Exercise directions:
Write out, word for word, the passage of the DT versus Sapim thread that begins with the words containing "## cdhbrad (Feb" and ends with "(Feb 4, 2008)".

Selected excerpt:
## Start
# DT vs. Sapim



## fastmb (Oct 5, 2008)

buying for an upcoming wheel build. i would like some Epinions on the difference between these two manufactures. will be using an aero 20 hole radial lacing up front and a 2.0/1.5/2.0 28 hole 3x in the rear. thanks for your help. R


----------



## ergott (Feb 26, 2006)

The differences between the two do not matter. Go with the better price.

-Eric


----------



## cdhbrad (Feb 18, 2003)

The differences between the two do not matter. Go with the better price. 
-Eric[/QUOTE]


+1 on the price. I have similar wheels built with DT Aerolites and Sapim CXrays......if I didn't know they were different, I would never be able to tell from they way they look, performance, durability, etc. Sapims are considerably cheaper when comparing these two spokes. For other comparisons, like a DT Revolution vs. Sapim Laser, the pricing doesn't seem to be that much different betwen the companies.


----------



## GR68 (Feb 4, 2008)
## End
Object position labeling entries
## Start
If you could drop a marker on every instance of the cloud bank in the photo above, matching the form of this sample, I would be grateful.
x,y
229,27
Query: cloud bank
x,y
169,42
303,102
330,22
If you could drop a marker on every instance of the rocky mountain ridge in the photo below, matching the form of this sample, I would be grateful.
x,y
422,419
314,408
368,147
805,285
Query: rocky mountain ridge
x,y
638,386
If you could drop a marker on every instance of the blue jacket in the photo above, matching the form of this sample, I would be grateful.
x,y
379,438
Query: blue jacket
## End
Task solution:
## cdhbrad (Feb 18, 2003)

The differences between the two do not matter. Go with the better price. 
-Eric[/QUOTE]


+1 on the price. I have similar wheels built with DT Aerolites and Sapim CXrays......if I didn't know they were different, I would never be able to tell from they way they look, performance, durability, etc. Sapims are considerably cheaper when comparing these two spokes. For other comparisons, like a DT Revolution vs. Sapim Laser, the pricing doesn't seem to be that much different betwen the companies.


----------



## GR68 (Feb 4, 2008)